> **WHAT YOU SHOULD DO**: Find the line with "the stone building" in the entries below. Repeat it, every following line, and the line with "the church roof", exactly and with nothing added.

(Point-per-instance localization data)
------------------------------
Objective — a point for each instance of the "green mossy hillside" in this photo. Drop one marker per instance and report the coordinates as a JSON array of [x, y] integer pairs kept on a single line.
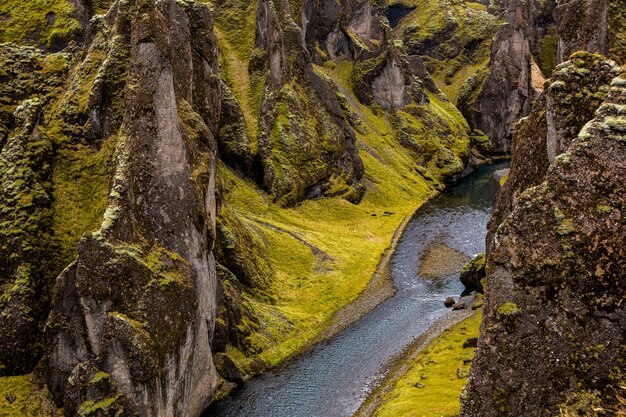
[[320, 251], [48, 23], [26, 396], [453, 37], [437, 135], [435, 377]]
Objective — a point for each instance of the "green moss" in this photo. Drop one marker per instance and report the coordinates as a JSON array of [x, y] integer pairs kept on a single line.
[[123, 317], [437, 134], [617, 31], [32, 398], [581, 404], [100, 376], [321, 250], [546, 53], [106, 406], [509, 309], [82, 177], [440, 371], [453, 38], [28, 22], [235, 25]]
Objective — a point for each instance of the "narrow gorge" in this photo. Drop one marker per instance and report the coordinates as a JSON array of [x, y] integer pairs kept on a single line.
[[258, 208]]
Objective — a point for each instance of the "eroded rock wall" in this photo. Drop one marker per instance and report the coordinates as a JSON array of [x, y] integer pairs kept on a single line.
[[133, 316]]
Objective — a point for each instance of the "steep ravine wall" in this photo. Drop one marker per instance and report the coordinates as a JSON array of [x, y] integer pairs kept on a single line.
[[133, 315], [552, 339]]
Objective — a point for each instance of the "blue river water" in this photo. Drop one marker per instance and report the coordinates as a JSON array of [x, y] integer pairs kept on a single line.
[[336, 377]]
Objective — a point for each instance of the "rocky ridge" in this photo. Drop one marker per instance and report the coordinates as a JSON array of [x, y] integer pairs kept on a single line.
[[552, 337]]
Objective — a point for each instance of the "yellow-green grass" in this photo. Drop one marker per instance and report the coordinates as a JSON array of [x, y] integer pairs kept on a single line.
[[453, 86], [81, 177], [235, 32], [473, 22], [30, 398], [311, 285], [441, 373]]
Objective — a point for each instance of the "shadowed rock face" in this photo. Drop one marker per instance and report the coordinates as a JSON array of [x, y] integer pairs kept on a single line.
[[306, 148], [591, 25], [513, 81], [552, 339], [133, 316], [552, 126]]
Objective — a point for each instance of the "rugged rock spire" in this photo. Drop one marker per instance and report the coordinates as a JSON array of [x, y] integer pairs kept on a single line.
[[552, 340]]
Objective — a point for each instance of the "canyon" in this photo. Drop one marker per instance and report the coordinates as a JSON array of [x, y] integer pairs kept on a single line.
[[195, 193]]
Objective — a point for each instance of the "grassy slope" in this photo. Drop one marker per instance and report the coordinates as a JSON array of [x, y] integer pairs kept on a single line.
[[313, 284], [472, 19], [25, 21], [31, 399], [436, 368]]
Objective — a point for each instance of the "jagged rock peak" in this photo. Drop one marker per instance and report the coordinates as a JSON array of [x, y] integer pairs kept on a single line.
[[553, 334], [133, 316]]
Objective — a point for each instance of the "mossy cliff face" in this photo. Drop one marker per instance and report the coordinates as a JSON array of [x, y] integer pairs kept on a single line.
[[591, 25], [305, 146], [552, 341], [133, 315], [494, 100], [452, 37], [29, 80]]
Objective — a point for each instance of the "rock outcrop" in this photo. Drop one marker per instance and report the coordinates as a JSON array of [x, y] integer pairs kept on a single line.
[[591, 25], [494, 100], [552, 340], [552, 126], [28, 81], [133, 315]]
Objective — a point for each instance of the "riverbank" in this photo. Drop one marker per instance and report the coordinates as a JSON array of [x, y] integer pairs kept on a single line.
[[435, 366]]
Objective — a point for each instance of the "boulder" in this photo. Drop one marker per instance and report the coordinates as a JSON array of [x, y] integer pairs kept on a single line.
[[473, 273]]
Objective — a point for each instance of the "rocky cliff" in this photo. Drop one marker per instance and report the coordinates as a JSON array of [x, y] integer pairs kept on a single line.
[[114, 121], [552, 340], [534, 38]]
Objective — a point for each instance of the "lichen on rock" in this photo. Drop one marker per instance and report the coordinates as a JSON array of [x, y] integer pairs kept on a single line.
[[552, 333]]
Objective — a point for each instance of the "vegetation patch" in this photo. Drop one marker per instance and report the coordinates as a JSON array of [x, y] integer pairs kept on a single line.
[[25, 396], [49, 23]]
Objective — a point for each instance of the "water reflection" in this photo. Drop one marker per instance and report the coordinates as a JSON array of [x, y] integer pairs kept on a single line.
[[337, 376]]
------------------------------
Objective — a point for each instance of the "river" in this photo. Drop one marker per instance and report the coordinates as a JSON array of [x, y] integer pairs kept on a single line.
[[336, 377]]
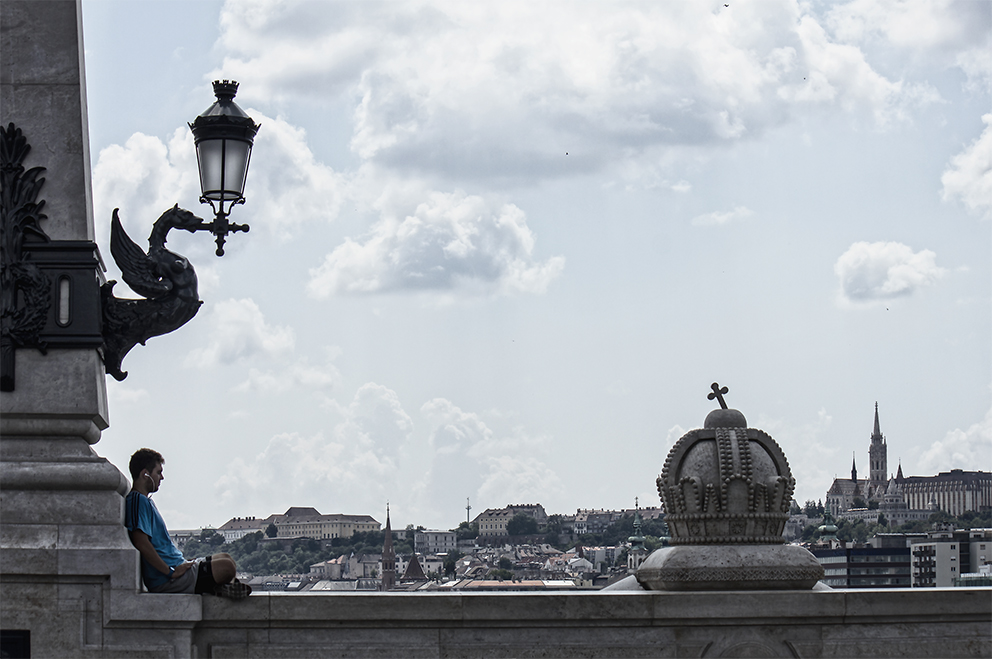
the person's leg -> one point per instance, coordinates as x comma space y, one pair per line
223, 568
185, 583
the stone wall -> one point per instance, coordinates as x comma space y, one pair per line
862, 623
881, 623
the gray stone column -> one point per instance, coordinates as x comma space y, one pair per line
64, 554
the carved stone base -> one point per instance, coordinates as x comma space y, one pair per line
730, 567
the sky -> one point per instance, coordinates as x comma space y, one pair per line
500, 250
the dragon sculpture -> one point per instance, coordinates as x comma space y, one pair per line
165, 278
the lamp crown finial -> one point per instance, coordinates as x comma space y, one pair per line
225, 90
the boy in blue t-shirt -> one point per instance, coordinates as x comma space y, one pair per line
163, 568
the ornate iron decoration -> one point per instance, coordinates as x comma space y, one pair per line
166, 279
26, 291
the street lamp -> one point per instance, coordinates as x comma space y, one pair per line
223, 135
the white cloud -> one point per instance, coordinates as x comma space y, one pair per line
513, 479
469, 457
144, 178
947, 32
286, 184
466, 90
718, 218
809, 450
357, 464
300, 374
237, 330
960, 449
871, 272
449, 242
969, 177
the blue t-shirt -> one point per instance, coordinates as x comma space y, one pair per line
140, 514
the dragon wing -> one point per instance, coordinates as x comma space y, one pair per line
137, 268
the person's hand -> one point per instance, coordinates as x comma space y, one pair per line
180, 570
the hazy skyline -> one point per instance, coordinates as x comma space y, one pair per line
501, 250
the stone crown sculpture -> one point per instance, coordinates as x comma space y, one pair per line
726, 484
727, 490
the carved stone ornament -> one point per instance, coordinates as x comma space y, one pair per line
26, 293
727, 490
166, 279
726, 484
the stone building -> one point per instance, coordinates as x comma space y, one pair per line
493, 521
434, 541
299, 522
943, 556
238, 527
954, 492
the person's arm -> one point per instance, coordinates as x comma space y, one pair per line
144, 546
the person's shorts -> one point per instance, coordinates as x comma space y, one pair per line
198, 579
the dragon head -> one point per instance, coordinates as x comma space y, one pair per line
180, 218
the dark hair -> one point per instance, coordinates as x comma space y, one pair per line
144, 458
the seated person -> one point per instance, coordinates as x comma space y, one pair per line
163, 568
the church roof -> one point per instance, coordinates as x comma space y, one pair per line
------------------------------
> **WORKED SOLUTION**:
the stone building -> one point per instance, coordinates as x comma space y, one pair per line
493, 521
434, 541
299, 522
943, 556
238, 527
954, 492
the person's arm -> one point per instance, coordinates as x comma space y, one pair per line
144, 546
the person's shorts -> one point per instance, coordinates as x comma space y, one pair per line
198, 579
the dragon head -> one point per instance, coordinates as x comma space y, one pair per line
180, 218
the dark hair -> one point per instance, coordinates as x comma space y, one pair per line
144, 458
the seated person -> one point per instance, coordinates as x comma space y, one pair per line
163, 568
the church roof -> one point per instance, coordinates as x comma space y, one pair per line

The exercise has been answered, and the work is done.